Source records:
------------------------------------------------
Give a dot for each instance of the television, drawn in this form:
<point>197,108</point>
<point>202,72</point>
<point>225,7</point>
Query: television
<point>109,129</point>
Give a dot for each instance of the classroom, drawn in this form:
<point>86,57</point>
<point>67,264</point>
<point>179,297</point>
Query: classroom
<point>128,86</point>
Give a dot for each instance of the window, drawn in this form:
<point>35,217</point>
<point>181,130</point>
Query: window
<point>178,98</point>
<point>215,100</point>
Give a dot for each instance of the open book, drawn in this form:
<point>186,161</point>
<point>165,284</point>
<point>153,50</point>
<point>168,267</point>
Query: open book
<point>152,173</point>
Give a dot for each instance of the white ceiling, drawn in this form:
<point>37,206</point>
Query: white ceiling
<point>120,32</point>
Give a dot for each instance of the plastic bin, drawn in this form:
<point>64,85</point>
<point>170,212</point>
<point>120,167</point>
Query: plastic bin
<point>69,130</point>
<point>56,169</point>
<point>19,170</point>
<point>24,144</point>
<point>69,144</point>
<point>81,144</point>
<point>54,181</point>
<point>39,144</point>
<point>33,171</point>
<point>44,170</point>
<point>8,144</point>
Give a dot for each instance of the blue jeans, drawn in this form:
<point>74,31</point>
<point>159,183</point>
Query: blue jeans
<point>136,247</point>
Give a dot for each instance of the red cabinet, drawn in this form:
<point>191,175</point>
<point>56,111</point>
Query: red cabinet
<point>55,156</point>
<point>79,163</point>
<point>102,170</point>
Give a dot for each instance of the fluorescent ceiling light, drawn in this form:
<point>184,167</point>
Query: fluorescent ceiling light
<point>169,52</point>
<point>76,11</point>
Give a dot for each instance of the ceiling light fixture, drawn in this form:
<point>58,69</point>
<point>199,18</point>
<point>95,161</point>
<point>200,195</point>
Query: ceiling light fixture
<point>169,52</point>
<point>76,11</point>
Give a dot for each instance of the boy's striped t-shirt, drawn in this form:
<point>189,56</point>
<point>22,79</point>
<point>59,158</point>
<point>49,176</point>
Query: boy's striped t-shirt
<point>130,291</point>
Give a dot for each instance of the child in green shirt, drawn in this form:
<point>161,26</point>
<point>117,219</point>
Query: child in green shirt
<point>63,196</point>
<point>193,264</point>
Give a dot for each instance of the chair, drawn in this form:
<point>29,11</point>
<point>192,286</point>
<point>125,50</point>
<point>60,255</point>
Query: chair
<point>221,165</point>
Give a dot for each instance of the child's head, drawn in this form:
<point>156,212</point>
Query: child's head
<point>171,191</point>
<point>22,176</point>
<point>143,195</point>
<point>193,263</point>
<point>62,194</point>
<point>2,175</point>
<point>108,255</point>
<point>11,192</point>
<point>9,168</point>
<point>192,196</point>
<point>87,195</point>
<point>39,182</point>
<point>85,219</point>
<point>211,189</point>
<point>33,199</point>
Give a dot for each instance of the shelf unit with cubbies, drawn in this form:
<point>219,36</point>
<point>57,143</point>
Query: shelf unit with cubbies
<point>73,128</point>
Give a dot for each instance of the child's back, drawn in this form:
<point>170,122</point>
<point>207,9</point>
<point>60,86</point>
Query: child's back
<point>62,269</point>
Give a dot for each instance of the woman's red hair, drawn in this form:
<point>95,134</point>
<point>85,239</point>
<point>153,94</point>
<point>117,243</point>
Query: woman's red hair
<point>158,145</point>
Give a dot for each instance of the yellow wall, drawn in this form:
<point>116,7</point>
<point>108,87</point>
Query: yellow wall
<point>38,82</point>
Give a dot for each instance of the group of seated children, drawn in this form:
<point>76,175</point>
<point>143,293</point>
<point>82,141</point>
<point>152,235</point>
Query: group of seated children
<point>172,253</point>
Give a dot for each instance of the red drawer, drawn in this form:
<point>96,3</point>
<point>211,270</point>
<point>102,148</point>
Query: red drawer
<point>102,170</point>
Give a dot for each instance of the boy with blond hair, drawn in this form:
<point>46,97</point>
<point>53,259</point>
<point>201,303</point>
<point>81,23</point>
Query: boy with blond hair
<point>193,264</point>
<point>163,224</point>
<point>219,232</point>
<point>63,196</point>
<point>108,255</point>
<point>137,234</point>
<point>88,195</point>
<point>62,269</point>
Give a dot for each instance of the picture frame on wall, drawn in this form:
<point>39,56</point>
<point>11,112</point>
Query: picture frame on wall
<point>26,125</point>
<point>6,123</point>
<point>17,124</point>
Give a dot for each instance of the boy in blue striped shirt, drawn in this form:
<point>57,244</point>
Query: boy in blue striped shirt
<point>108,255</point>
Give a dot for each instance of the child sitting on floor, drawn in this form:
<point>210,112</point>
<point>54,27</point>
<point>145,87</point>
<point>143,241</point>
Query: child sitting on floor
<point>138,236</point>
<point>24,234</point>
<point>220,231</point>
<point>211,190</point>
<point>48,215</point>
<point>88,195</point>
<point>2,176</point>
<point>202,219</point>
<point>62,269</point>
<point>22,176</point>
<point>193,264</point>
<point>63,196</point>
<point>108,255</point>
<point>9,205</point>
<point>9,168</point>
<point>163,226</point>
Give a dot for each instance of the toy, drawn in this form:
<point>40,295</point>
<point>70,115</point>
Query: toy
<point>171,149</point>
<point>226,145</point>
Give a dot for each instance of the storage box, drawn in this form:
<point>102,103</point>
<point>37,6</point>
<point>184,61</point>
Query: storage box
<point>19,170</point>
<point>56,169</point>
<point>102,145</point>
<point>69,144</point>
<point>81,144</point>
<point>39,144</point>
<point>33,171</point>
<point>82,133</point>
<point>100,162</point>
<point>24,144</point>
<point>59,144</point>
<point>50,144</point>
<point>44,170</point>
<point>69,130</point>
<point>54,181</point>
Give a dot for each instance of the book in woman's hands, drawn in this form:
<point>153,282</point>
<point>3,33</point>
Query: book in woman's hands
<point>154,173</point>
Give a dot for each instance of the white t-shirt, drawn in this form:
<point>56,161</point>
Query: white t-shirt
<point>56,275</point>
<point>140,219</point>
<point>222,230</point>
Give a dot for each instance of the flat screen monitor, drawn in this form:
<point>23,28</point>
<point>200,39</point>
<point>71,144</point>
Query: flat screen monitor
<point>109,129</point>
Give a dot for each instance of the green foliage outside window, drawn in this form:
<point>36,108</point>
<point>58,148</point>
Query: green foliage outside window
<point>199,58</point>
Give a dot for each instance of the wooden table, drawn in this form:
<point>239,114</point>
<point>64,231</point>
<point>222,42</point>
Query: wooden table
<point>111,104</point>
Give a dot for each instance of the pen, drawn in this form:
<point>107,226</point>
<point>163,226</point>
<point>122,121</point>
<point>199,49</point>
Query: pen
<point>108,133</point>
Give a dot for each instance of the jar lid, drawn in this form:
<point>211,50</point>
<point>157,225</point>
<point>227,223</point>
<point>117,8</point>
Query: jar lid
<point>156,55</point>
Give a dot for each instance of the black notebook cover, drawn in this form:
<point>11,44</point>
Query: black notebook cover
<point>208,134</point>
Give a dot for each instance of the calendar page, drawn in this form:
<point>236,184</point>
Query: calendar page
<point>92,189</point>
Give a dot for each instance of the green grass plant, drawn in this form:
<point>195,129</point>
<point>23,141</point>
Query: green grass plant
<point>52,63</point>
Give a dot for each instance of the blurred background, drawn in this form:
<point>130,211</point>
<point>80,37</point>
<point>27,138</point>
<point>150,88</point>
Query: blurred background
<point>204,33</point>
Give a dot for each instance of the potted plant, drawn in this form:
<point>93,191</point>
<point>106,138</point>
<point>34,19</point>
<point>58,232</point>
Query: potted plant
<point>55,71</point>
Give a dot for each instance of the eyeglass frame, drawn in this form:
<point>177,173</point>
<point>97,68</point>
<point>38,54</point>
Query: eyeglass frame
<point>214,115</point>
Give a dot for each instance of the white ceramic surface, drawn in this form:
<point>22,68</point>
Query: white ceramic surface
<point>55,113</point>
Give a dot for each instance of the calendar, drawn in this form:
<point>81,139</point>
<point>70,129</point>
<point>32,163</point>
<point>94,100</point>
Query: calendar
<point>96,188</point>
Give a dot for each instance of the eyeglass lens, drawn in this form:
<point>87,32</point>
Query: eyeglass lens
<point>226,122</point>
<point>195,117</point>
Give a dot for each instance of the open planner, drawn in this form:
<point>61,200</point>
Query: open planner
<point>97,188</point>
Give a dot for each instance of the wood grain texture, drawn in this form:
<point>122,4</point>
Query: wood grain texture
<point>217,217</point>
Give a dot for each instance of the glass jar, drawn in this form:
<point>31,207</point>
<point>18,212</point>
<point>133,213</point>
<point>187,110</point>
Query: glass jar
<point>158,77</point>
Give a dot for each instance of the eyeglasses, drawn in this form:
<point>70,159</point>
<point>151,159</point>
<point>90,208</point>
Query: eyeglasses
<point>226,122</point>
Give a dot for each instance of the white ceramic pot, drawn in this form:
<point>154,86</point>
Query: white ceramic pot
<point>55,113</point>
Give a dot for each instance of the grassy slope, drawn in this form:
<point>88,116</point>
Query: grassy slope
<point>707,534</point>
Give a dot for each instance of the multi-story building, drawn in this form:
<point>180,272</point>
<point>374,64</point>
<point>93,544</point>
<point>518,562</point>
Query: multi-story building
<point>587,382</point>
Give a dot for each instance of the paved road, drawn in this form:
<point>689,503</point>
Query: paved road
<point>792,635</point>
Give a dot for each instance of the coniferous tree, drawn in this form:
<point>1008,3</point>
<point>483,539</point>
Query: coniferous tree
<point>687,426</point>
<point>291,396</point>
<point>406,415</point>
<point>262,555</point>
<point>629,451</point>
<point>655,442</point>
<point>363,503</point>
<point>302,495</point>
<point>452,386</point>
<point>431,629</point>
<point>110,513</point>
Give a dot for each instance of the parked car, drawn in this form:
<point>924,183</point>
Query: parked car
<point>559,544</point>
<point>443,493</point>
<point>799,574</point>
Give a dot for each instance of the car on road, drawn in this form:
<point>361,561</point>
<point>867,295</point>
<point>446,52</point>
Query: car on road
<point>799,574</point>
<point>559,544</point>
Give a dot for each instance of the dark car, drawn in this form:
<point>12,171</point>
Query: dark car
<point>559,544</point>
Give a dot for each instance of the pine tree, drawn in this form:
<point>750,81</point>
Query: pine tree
------------------------------------------------
Return word for word the lines above from the line with "Query: boy with blond hair" to the line with "<point>143,241</point>", including both and leaving out all others.

Response:
Query: boy with blond hair
<point>193,264</point>
<point>163,224</point>
<point>219,232</point>
<point>63,196</point>
<point>108,255</point>
<point>137,234</point>
<point>88,195</point>
<point>62,269</point>
Give a dot for each instance of the picture frame on wall, drawn in this form:
<point>39,56</point>
<point>11,112</point>
Query: picture frame on wall
<point>26,125</point>
<point>6,123</point>
<point>17,124</point>
Give a dot for each instance of the boy in blue striped shirt, drawn in this form:
<point>57,244</point>
Query: boy in blue striped shirt
<point>108,255</point>
Give a dot for each instance of the child sitting on floor, drawn in this form:
<point>210,112</point>
<point>54,27</point>
<point>145,87</point>
<point>143,241</point>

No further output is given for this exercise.